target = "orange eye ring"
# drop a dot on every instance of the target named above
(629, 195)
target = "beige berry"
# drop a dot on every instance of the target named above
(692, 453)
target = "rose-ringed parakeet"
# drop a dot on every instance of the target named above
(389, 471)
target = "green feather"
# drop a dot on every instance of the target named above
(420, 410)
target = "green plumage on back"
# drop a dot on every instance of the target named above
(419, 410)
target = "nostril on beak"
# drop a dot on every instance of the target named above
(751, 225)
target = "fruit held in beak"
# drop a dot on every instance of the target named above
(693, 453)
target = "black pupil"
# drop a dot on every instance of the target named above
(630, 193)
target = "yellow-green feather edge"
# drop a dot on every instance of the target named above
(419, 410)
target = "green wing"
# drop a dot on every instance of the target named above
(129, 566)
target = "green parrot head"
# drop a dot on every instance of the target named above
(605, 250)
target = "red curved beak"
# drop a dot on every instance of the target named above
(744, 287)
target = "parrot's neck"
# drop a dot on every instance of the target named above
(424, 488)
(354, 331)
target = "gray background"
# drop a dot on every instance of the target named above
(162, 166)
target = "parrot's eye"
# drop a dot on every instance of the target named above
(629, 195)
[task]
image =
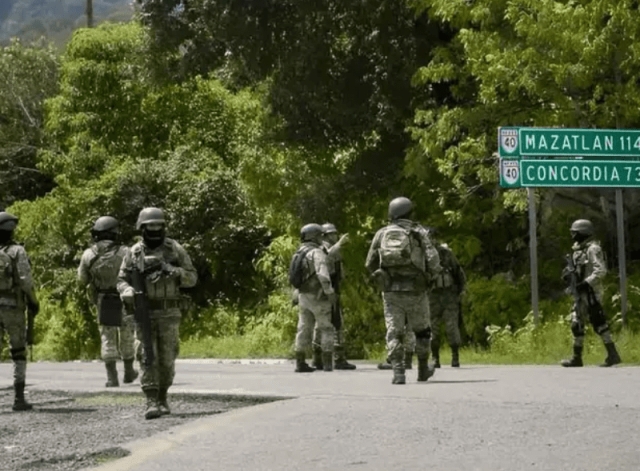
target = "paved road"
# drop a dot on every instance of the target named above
(474, 418)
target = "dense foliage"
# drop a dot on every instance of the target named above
(245, 120)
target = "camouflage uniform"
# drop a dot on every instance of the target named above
(590, 266)
(445, 304)
(315, 304)
(336, 272)
(16, 289)
(404, 294)
(116, 342)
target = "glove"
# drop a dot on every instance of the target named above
(170, 271)
(127, 295)
(33, 308)
(582, 287)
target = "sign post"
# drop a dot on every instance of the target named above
(571, 158)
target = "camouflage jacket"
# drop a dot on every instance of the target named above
(452, 276)
(588, 259)
(158, 287)
(102, 278)
(18, 282)
(316, 271)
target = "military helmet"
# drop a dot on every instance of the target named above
(310, 232)
(329, 228)
(8, 222)
(399, 207)
(583, 227)
(150, 216)
(105, 224)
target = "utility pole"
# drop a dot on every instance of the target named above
(89, 13)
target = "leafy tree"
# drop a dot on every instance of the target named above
(28, 76)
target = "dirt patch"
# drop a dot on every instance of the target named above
(68, 431)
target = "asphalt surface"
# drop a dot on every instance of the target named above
(472, 418)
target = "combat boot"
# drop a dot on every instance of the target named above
(130, 374)
(316, 362)
(327, 361)
(19, 403)
(612, 355)
(341, 362)
(163, 404)
(455, 357)
(576, 361)
(112, 374)
(398, 372)
(152, 411)
(408, 360)
(301, 365)
(424, 372)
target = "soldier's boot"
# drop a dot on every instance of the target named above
(613, 358)
(398, 372)
(112, 374)
(151, 410)
(327, 361)
(455, 357)
(317, 359)
(408, 360)
(19, 403)
(424, 372)
(163, 403)
(130, 374)
(301, 364)
(341, 362)
(576, 361)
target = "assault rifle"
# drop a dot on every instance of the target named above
(141, 314)
(594, 308)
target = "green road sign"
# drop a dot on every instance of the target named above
(579, 173)
(561, 142)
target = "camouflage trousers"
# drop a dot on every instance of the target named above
(445, 308)
(165, 336)
(118, 342)
(406, 311)
(313, 315)
(13, 322)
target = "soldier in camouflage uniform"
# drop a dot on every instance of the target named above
(315, 300)
(402, 258)
(98, 269)
(16, 289)
(332, 247)
(590, 269)
(444, 298)
(166, 267)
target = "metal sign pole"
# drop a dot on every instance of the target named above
(622, 262)
(533, 249)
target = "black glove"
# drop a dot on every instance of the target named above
(582, 287)
(33, 308)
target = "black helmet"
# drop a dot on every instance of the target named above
(105, 224)
(8, 222)
(150, 216)
(329, 228)
(400, 207)
(310, 232)
(583, 227)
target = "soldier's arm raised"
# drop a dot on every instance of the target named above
(372, 262)
(596, 258)
(187, 273)
(24, 277)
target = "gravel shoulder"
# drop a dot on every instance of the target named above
(68, 431)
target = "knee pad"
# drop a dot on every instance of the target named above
(424, 334)
(19, 354)
(577, 329)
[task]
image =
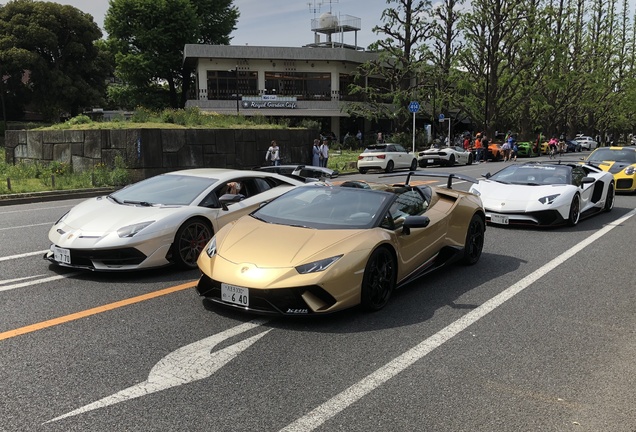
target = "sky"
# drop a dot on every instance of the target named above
(284, 23)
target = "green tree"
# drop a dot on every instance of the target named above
(148, 37)
(401, 53)
(50, 58)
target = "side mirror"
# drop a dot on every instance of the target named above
(587, 180)
(414, 222)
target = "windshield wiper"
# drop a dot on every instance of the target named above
(141, 203)
(114, 199)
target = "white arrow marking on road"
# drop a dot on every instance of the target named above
(187, 364)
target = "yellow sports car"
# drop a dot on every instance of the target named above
(620, 162)
(319, 249)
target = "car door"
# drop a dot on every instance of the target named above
(421, 244)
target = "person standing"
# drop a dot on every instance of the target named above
(324, 154)
(273, 154)
(315, 153)
(478, 148)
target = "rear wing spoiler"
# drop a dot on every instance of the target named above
(448, 176)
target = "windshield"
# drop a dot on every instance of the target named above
(605, 154)
(325, 207)
(164, 190)
(534, 175)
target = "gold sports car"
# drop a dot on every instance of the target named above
(620, 162)
(318, 248)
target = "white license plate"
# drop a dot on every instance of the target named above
(62, 255)
(235, 295)
(499, 219)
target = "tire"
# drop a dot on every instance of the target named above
(474, 244)
(189, 242)
(574, 214)
(389, 167)
(609, 199)
(378, 281)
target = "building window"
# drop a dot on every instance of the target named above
(223, 85)
(302, 85)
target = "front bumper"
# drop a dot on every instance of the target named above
(306, 300)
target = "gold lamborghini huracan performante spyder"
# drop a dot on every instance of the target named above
(319, 249)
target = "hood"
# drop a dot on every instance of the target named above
(252, 241)
(101, 215)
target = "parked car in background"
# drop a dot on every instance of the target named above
(545, 194)
(587, 142)
(618, 161)
(387, 157)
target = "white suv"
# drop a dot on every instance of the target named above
(386, 157)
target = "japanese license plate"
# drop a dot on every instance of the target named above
(499, 219)
(61, 255)
(235, 295)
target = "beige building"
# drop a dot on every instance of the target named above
(302, 82)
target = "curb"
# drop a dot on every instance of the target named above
(35, 197)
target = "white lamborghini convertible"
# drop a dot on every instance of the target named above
(166, 219)
(545, 194)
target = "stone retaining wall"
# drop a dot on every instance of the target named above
(148, 152)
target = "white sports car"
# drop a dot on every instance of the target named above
(445, 156)
(162, 220)
(544, 194)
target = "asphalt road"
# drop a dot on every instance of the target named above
(540, 335)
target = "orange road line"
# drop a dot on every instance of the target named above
(88, 312)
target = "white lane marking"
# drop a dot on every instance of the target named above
(10, 257)
(36, 209)
(27, 226)
(187, 364)
(38, 281)
(338, 403)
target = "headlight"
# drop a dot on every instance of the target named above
(317, 266)
(131, 230)
(211, 247)
(548, 199)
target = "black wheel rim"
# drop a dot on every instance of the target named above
(475, 240)
(380, 279)
(192, 241)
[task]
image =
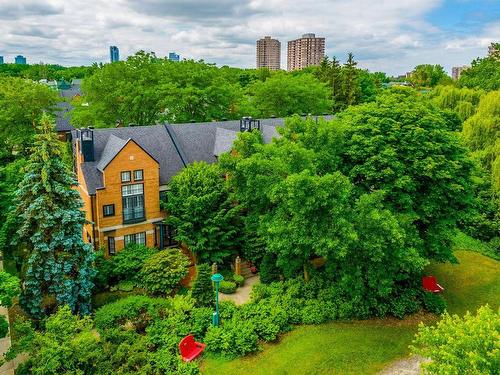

* * * * * * * * *

• **What you have to do**: Gather every line of the data above that contains the word "tree", and copy each of those lines out in full.

• **Exercise answer**:
target = "leafy tree"
target = "green tree"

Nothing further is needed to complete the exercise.